Dès le début des années 70, le monde connaît un accroissement, une intensification et une diversification des flux économiques, sociaux et culturels, à traversent les frontières et en dehors du contrôle des Etats. Ce phénomène n'est pas nouveau en lui-même, mais son ampleur semblent contredire singulièrement le paradigme réaliste d'un monde stato-centré selon lequel les Etats domineraient et règleraient sans contestation les affaires du mondes. L'autorité et l'identité de ces Etats font face en effet à l'émergence croissante d'acteurs transnationaux.
C'est dans ce cadre que se posent plusieurs questions :
- Qu'est ce qu'un acteur transnational ? Comment le définir ? Un acteur se définit par ses qualités propres, en relation avec un contexte, mais aussi par ses relations avec les autres acteurs, les effets de ses actions sur leurs comportements et, de manière générale, sur son environnement. C'est une question de statut et de rôle.
- Qui sont ces acteurs transnationaux ? Pourquoi seraient-ils reconnus, et par qui ? Quels sont les différents types de reconnaissance d'un acteur transnational ? Au-delà de ses relations avec l'Etat, qui semblent le cœur du sujet, il ne faut pas négliger le fait que cette reconnaissance est aussi celle des chercheurs, et que cette question de la reconnaissance pose une querelle de paradigme en RI.
Le sujet part d'un présupposé, « au-delà de la sphère interétatique », mais il n'est pas certain que ces acteurs transnationaux soient en mesure de créer un espace autonome et distinct de la sphère interétatique. C'est là tout le dilemme de la question. Interroger la reconnaissance des acteurs transnationaux, c'est aussi soulever le problème de leurs modes opératoires, de leurs capacités, et des opportunités qu'ils rencontrent. Ne se définissent-t-ils pas principalement par rapport aux frontières, et donc par opposition aux Etats ?
Une question importante : l'Etat et l'individu sont-ils réellement des acteurs transnationaux.
Nous allons traiter le sujet dans une approche plus réaliste que transnationaliste, afin de mener une critique plus efficace et pertinente des théories de Rosenau. Mais cette approche critique n'est elle-même pas exempte de contradictions et de présupposés (la place centrale de l'Etat par exemple).
Problématique : Quelle est la place et le rôle des acteurs transnationaux dans le système international ? Autrement dit la reconnaissance croissante dont bénéficient les différents acteurs transnationaux modifie-t-elle le comportement des Etats à leur égard?

| Exercices à traiter |
1. Dans l'extrait sur les acteurs transnationaux, à partir de quand le monde connaît-il un accroissement des flux économiques, sociaux et culturels ?
2. Indiquez si chaque affirmation concorde avec l'extrait sur les acteurs transnationaux, en répondant par oui ou non et en citant les mots décisifs de l'extrait.
(a) Le sujet est traité dans une approche plus transnationaliste que réaliste.
(b) Un acteur se définit notamment par ses relations avec les autres acteurs.
(c) L'accroissement des flux qui traversent les frontières est un phénomène entièrement nouveau.
3. Poursuivez l'extrait sur les acteurs transnationaux à partir de l'endroit où il s'arrête, s'il vous plaît.
Les items proviennent d'une autre source.

| Jeu de données |
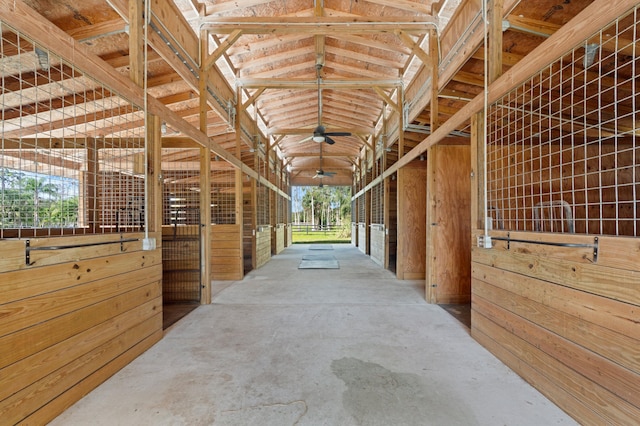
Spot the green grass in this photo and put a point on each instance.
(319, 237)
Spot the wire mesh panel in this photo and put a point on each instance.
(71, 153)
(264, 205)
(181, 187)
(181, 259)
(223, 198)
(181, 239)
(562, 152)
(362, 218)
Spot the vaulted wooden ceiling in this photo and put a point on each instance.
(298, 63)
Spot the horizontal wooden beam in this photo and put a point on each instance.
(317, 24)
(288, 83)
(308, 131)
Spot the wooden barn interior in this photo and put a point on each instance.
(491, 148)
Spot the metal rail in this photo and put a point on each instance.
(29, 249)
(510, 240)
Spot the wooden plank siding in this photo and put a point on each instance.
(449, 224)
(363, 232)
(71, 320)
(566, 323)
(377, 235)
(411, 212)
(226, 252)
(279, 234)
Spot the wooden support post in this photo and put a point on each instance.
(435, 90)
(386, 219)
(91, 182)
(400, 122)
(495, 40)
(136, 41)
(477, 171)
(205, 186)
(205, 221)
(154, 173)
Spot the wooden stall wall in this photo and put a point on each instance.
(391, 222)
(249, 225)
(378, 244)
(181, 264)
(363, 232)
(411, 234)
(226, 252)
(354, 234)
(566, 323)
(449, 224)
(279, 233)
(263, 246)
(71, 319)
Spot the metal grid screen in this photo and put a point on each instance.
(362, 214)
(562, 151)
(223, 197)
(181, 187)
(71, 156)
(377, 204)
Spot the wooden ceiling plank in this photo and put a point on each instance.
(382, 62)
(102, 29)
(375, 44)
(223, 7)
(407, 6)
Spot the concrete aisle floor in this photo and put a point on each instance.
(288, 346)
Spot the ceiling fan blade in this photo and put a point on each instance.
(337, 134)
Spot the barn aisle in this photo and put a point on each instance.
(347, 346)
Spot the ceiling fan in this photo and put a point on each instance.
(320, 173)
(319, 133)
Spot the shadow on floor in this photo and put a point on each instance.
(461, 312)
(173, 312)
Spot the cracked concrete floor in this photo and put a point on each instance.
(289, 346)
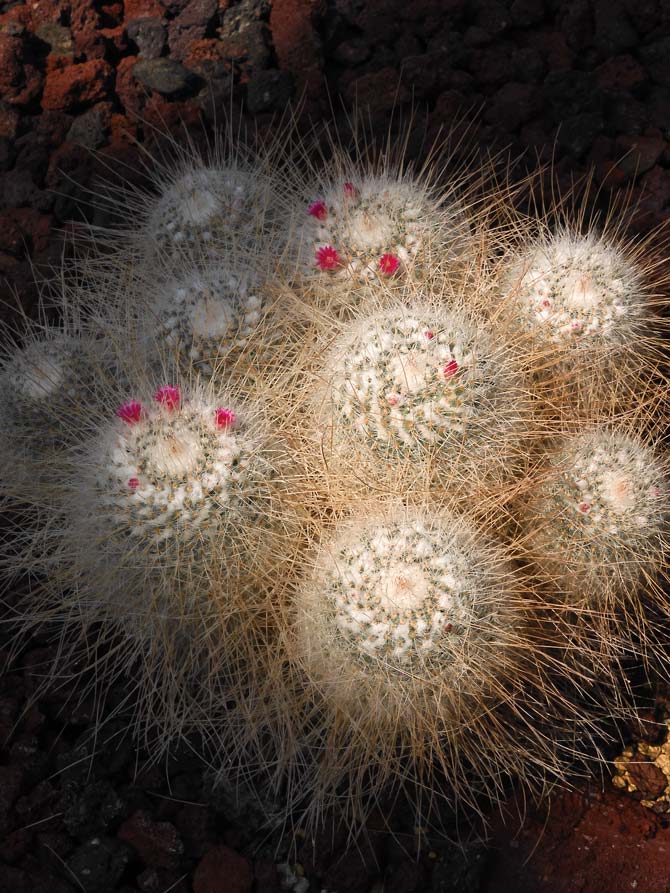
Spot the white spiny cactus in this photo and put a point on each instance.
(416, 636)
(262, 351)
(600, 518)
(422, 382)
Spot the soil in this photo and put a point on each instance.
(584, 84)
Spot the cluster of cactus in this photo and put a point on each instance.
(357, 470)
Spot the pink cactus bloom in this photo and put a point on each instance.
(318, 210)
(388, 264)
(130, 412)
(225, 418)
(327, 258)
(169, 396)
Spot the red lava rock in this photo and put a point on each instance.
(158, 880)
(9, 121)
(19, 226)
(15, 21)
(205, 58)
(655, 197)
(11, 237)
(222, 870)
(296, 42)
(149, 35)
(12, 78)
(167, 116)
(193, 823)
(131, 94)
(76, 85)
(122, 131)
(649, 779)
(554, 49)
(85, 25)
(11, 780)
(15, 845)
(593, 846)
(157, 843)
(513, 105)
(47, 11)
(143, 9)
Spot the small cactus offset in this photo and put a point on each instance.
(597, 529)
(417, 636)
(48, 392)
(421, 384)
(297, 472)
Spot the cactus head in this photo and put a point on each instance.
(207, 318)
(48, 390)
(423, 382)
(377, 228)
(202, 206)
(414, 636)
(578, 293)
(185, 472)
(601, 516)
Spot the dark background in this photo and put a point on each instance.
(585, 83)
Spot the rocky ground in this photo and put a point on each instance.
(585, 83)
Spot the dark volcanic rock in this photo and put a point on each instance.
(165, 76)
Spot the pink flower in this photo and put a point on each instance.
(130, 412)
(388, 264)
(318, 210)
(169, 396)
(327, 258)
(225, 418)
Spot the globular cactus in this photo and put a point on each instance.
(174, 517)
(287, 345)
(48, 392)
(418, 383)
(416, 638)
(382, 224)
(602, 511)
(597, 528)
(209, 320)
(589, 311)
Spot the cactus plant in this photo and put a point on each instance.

| Les réponses |
1. Dès le début des années 70.

2.
(a) Non : « dans une approche plus réaliste que transnationaliste ».
(b) Oui : « mais aussi par ses relations avec les autres acteurs ».
(c) Non : « Ce phénomène n'est pas nouveau en lui-même ».

3.
Idée générale : Bien que la montée en puissance des acteurs transnationaux provoque des turbulences et ébranle la hiérarchie du système Westphalien, il paraît prématuré d'affirmer que la reconnaissance des acteurs transnationaux, même elle participe ou facilite un débordement des Etats, modifie réellement le rapport de ces acteurs avec l'Etat sur le plan international. La théorie d'un monde multi-centré est donc fragile, sinon contestable.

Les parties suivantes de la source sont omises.